### Problem description
Rewrite the rows starting at the first and ending at the line containing "pixel 194 220", replacing "earns a single pin" with "gets one pin" and changing nothing else.

>> begin Source data

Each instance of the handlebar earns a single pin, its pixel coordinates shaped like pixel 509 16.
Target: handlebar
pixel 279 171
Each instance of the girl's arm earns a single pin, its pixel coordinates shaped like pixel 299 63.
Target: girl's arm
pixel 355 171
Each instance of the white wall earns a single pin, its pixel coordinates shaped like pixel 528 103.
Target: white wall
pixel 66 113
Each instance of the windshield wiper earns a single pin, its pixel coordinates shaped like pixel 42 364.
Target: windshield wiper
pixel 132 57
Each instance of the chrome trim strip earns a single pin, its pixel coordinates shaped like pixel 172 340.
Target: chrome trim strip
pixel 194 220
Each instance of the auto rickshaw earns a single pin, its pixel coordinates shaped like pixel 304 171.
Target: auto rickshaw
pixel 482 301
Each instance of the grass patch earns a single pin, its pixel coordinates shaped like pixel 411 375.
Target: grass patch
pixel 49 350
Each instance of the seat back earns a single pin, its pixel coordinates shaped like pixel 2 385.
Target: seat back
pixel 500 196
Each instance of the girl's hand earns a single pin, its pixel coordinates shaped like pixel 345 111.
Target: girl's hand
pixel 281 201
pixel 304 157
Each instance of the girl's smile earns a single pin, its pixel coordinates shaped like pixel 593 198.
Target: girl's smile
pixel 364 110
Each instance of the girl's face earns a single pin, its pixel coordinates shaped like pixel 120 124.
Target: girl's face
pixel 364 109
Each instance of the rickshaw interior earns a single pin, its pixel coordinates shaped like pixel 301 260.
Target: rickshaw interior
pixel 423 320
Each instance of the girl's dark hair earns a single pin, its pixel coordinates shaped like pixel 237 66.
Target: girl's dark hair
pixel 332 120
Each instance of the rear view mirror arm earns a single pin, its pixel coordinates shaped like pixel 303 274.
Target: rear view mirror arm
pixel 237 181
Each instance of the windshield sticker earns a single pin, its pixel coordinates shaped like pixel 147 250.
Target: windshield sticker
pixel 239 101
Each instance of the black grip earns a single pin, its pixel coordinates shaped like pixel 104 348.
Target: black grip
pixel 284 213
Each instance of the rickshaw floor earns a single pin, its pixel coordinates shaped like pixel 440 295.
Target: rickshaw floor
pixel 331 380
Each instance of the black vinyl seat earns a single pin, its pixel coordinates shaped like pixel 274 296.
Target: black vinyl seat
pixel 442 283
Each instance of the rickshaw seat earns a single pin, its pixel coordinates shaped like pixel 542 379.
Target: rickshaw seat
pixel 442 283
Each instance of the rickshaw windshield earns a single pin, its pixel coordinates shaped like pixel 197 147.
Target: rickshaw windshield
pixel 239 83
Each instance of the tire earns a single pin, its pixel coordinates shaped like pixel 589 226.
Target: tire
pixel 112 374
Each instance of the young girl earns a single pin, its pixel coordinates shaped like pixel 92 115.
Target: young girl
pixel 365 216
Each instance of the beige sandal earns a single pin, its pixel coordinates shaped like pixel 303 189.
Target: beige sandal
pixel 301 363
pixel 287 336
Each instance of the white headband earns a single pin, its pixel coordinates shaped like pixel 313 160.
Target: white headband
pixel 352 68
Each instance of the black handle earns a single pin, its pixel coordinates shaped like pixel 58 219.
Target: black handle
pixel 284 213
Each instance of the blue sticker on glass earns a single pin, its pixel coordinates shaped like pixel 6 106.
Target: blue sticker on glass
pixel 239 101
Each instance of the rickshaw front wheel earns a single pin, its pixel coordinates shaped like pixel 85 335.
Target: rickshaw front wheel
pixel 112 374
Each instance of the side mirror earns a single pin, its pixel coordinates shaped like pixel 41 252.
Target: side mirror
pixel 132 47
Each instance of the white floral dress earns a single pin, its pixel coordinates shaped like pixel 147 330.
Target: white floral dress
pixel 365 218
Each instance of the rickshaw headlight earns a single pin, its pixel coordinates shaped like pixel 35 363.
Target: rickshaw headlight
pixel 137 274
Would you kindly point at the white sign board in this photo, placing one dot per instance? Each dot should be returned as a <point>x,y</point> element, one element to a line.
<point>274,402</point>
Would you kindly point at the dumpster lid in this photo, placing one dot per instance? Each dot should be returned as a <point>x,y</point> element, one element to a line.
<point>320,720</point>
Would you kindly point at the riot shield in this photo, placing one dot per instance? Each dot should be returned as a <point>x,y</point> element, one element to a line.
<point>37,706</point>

>> end Source data

### Task response
Each instance of the handlebar gets one pin, its pixel coordinates shaped like pixel 509 16.
Target: handlebar
pixel 279 171
Each instance of the girl's arm gets one pin, its pixel coordinates shaped like pixel 299 63.
Target: girl's arm
pixel 355 171
Each instance of the white wall gets one pin, its pixel coordinates shaped like pixel 528 103.
Target: white wall
pixel 66 113
Each instance of the windshield wiper gets one pin, its pixel coordinates shaped like pixel 42 364.
Target: windshield wiper
pixel 132 57
Each instance of the chrome trim strip gets one pin, its pixel coordinates shaped like pixel 172 340.
Target: chrome trim strip
pixel 194 220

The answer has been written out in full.